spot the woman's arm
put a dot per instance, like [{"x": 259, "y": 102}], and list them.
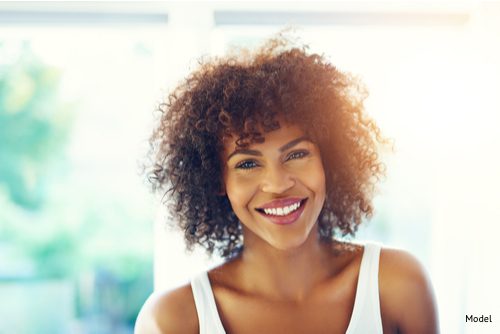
[
  {"x": 169, "y": 312},
  {"x": 406, "y": 296}
]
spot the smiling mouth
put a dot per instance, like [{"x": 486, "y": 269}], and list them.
[{"x": 282, "y": 211}]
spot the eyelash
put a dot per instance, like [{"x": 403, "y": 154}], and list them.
[{"x": 294, "y": 155}]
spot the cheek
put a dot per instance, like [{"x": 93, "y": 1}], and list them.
[
  {"x": 238, "y": 191},
  {"x": 318, "y": 180}
]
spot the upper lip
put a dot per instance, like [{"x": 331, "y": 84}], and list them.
[{"x": 280, "y": 203}]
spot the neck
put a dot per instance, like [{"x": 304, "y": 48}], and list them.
[{"x": 285, "y": 274}]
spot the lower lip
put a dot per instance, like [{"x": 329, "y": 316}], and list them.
[{"x": 288, "y": 219}]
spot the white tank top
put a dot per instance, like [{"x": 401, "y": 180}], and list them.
[{"x": 365, "y": 316}]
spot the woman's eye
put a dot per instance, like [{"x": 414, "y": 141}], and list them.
[
  {"x": 297, "y": 155},
  {"x": 247, "y": 164}
]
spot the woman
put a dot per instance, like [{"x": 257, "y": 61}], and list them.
[{"x": 269, "y": 157}]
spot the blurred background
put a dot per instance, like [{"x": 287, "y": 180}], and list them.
[{"x": 83, "y": 242}]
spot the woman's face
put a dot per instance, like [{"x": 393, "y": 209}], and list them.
[{"x": 276, "y": 188}]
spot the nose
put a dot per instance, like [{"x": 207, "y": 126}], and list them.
[{"x": 277, "y": 180}]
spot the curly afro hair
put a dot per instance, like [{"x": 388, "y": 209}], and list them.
[{"x": 245, "y": 94}]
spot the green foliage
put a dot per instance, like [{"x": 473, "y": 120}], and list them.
[
  {"x": 34, "y": 126},
  {"x": 53, "y": 224}
]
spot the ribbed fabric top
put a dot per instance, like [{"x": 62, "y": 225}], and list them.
[{"x": 365, "y": 316}]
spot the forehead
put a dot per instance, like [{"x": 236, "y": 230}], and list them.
[{"x": 283, "y": 135}]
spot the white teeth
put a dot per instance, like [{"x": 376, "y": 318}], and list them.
[{"x": 282, "y": 211}]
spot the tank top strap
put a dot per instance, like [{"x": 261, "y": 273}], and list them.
[
  {"x": 366, "y": 317},
  {"x": 208, "y": 317}
]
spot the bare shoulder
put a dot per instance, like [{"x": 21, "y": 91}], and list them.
[
  {"x": 406, "y": 295},
  {"x": 168, "y": 312}
]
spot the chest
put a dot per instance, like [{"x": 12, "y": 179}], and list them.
[{"x": 330, "y": 313}]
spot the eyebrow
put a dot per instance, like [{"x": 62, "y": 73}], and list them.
[{"x": 259, "y": 154}]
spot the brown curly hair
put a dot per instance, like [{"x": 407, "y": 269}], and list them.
[{"x": 245, "y": 94}]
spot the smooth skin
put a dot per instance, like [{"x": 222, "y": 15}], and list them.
[{"x": 286, "y": 280}]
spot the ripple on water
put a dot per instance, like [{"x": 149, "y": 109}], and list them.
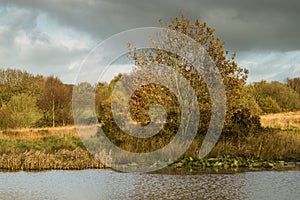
[{"x": 105, "y": 184}]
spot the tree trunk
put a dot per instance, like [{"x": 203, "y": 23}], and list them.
[{"x": 53, "y": 113}]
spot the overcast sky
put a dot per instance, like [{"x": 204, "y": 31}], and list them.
[{"x": 52, "y": 37}]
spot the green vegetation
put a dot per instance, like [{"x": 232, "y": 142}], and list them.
[{"x": 29, "y": 101}]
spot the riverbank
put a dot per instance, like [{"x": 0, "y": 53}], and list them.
[{"x": 60, "y": 148}]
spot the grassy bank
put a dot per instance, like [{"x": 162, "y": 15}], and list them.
[
  {"x": 43, "y": 149},
  {"x": 60, "y": 148}
]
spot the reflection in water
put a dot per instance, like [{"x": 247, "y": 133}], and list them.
[{"x": 105, "y": 184}]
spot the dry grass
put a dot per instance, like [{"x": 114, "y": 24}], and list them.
[
  {"x": 281, "y": 120},
  {"x": 267, "y": 145},
  {"x": 37, "y": 134}
]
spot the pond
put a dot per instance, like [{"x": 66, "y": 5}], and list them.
[{"x": 107, "y": 184}]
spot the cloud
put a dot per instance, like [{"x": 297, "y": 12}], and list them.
[
  {"x": 26, "y": 45},
  {"x": 274, "y": 66},
  {"x": 256, "y": 24},
  {"x": 52, "y": 36}
]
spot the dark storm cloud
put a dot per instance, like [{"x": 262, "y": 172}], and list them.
[{"x": 243, "y": 25}]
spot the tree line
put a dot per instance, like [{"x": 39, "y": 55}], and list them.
[{"x": 29, "y": 100}]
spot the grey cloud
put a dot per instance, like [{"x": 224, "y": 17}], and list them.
[{"x": 243, "y": 25}]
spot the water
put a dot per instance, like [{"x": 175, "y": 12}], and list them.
[{"x": 106, "y": 184}]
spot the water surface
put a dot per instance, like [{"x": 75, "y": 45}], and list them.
[{"x": 106, "y": 184}]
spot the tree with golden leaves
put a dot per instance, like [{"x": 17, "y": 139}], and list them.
[{"x": 234, "y": 77}]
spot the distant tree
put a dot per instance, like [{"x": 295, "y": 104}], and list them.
[
  {"x": 269, "y": 105},
  {"x": 23, "y": 110},
  {"x": 286, "y": 98},
  {"x": 294, "y": 83},
  {"x": 14, "y": 82},
  {"x": 55, "y": 102},
  {"x": 6, "y": 120}
]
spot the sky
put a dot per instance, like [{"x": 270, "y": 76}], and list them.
[{"x": 52, "y": 37}]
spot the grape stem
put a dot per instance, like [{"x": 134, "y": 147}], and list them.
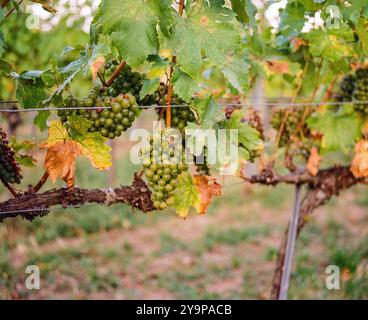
[
  {"x": 102, "y": 79},
  {"x": 115, "y": 74},
  {"x": 4, "y": 3},
  {"x": 41, "y": 183},
  {"x": 9, "y": 187},
  {"x": 170, "y": 87},
  {"x": 13, "y": 9}
]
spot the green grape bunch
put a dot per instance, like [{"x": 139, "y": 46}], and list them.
[
  {"x": 360, "y": 92},
  {"x": 180, "y": 114},
  {"x": 354, "y": 87},
  {"x": 162, "y": 163},
  {"x": 128, "y": 81},
  {"x": 9, "y": 167},
  {"x": 115, "y": 116}
]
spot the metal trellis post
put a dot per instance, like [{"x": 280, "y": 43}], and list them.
[{"x": 290, "y": 245}]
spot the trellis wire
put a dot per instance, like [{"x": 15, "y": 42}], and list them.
[
  {"x": 84, "y": 206},
  {"x": 265, "y": 104}
]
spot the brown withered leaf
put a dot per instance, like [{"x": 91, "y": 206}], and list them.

§

**WHAT THIS TASK INVOLVES**
Retype every line of the records above word for word, leaving out the pictures.

**ANSWER TO THE TASK**
spot the woman's arm
put a dot per instance, like [{"x": 259, "y": 102}], and list them.
[
  {"x": 169, "y": 312},
  {"x": 406, "y": 296}
]
spot the smiling mouth
put a dot per instance, like [{"x": 486, "y": 269}], and list them.
[{"x": 282, "y": 211}]
spot the eyelash
put a dot per instance, like [{"x": 403, "y": 154}], and list them.
[{"x": 294, "y": 155}]
spot the cheek
put a dot per instance, like [{"x": 93, "y": 1}], and list them.
[
  {"x": 238, "y": 191},
  {"x": 318, "y": 180}
]
spot the upper lip
put a dot per instance, like [{"x": 331, "y": 84}], and list them.
[{"x": 280, "y": 203}]
spot the neck
put a dot per instance, like [{"x": 304, "y": 48}], and list them.
[{"x": 285, "y": 274}]
spot the lower lip
put a dot per instance, like [{"x": 329, "y": 316}], and list them.
[{"x": 288, "y": 219}]
spot the white tank top
put a dot per instance, like [{"x": 401, "y": 180}], and list them.
[{"x": 365, "y": 316}]
spot the woman's eye
put a dot per instance, like [{"x": 414, "y": 141}], and list them.
[
  {"x": 297, "y": 155},
  {"x": 247, "y": 164}
]
spot the woman
put a dot per instance, like [{"x": 257, "y": 61}], and list them.
[{"x": 269, "y": 157}]
spot the blurred background
put a dot per instance, like [{"x": 287, "y": 180}], and list them.
[{"x": 83, "y": 242}]
spot the woman's face
put a dot per instance, like [{"x": 393, "y": 209}], and list them.
[{"x": 276, "y": 188}]
spot the nose
put a dot per instance, like [{"x": 207, "y": 126}], and list them.
[{"x": 277, "y": 180}]
spot the curly afro hair
put a dot per instance, like [{"x": 388, "y": 209}], and list them.
[{"x": 245, "y": 94}]
spot the green foliage
put a dot per instance, like [{"x": 473, "y": 120}], and list them.
[
  {"x": 34, "y": 126},
  {"x": 53, "y": 224}
]
spot the ribbed fabric top
put a dot per instance, like [{"x": 62, "y": 225}], and list them.
[{"x": 365, "y": 316}]
spot the forehead
put a dot per instance, like [{"x": 236, "y": 230}], and list them.
[{"x": 283, "y": 135}]
spot the white teeth
put a dot per instance, like [{"x": 376, "y": 318}], and list them.
[{"x": 282, "y": 211}]
spot the tank top strap
put a dot per instance, like [{"x": 261, "y": 273}], and list them.
[
  {"x": 366, "y": 317},
  {"x": 208, "y": 317}
]
spot the bare shoulder
put a dot per instance, like [{"x": 21, "y": 91}], and list them.
[
  {"x": 406, "y": 295},
  {"x": 168, "y": 312}
]
spot the chest
put a dot per instance, like [{"x": 12, "y": 179}], and list them.
[{"x": 330, "y": 313}]
spot the eyebrow
put a dot per instance, like [{"x": 62, "y": 73}], and list them.
[{"x": 259, "y": 154}]
spot the brown curly hair
put a dot per instance, like [{"x": 407, "y": 269}], and list them.
[{"x": 245, "y": 94}]
spot the smooth skin
put a dot per instance, like [{"x": 222, "y": 15}], and list them.
[{"x": 286, "y": 280}]
spot the ripple on water
put a dot per instance, like [{"x": 149, "y": 109}], and list them.
[{"x": 105, "y": 184}]
spot the tree trunk
put a dot per instance, like [{"x": 203, "y": 23}], and list them.
[{"x": 53, "y": 113}]
spot the overcast sky
put a dot per instance, like [{"x": 204, "y": 31}], and list them.
[{"x": 52, "y": 37}]
spot the green vegetation
put a dot per instance, like [{"x": 232, "y": 142}], and list them.
[{"x": 29, "y": 101}]
spot the riverbank
put a dot per instance, like [{"x": 0, "y": 53}], and list them.
[{"x": 60, "y": 148}]
spot the grassy bank
put a dot per instance, like [{"x": 162, "y": 15}], and list them.
[
  {"x": 43, "y": 149},
  {"x": 60, "y": 148}
]
spot the reflection in water
put a dot per instance, like [{"x": 247, "y": 133}], and list them.
[{"x": 105, "y": 184}]
spot the dry grass
put a dot per instance, like [{"x": 114, "y": 24}], and list them.
[
  {"x": 281, "y": 120},
  {"x": 267, "y": 145},
  {"x": 37, "y": 134}
]
spot the pond
put a dot per instance, like [{"x": 66, "y": 5}], and list them.
[{"x": 107, "y": 184}]
spot the cloud
put a dot per instance, like [{"x": 297, "y": 12}], and list them.
[
  {"x": 26, "y": 45},
  {"x": 274, "y": 66},
  {"x": 256, "y": 24},
  {"x": 52, "y": 36}
]
spot the dark storm cloud
put a dot per instance, like [{"x": 262, "y": 172}], and list them.
[{"x": 243, "y": 25}]
spot the tree line
put a dot per instance, like [{"x": 39, "y": 55}], and list them.
[{"x": 29, "y": 100}]
spot the grey cloud
put a dot per instance, like [{"x": 224, "y": 17}], and list them.
[{"x": 243, "y": 25}]
spot the water
put a dot per instance, like [{"x": 175, "y": 12}], and list them.
[{"x": 106, "y": 184}]
spot the water surface
put a dot per instance, like [{"x": 75, "y": 45}], and list them.
[{"x": 106, "y": 184}]
spot the tree with golden leaves
put a dot per instance, like [{"x": 17, "y": 139}], and list them.
[{"x": 234, "y": 77}]
spot the distant tree
put a dot per instance, like [{"x": 295, "y": 104}], and list them.
[
  {"x": 269, "y": 105},
  {"x": 23, "y": 110},
  {"x": 286, "y": 98},
  {"x": 294, "y": 83},
  {"x": 14, "y": 82},
  {"x": 55, "y": 102},
  {"x": 6, "y": 120}
]
spot the sky
put a dot per instance, like [{"x": 270, "y": 76}], and list them.
[{"x": 52, "y": 37}]
spot the grape stem
put a dot per instance, like [{"x": 134, "y": 147}], and list them.
[
  {"x": 102, "y": 79},
  {"x": 115, "y": 74},
  {"x": 4, "y": 3},
  {"x": 41, "y": 183},
  {"x": 9, "y": 187},
  {"x": 170, "y": 87},
  {"x": 13, "y": 9}
]
spot the green grape bunch
put a dot per instance, like [{"x": 139, "y": 46}], and list them.
[
  {"x": 360, "y": 92},
  {"x": 180, "y": 114},
  {"x": 354, "y": 87},
  {"x": 162, "y": 163},
  {"x": 128, "y": 81},
  {"x": 9, "y": 167},
  {"x": 115, "y": 116}
]
spot the metal trellis post
put a dot per instance, like [{"x": 280, "y": 43}], and list them.
[{"x": 290, "y": 245}]
spot the trellis wire
put a dot per instance, like [{"x": 15, "y": 42}], and list them.
[
  {"x": 84, "y": 206},
  {"x": 265, "y": 104}
]
spot the brown withered leaf
put a dot per instance, like [{"x": 91, "y": 206}], and list them.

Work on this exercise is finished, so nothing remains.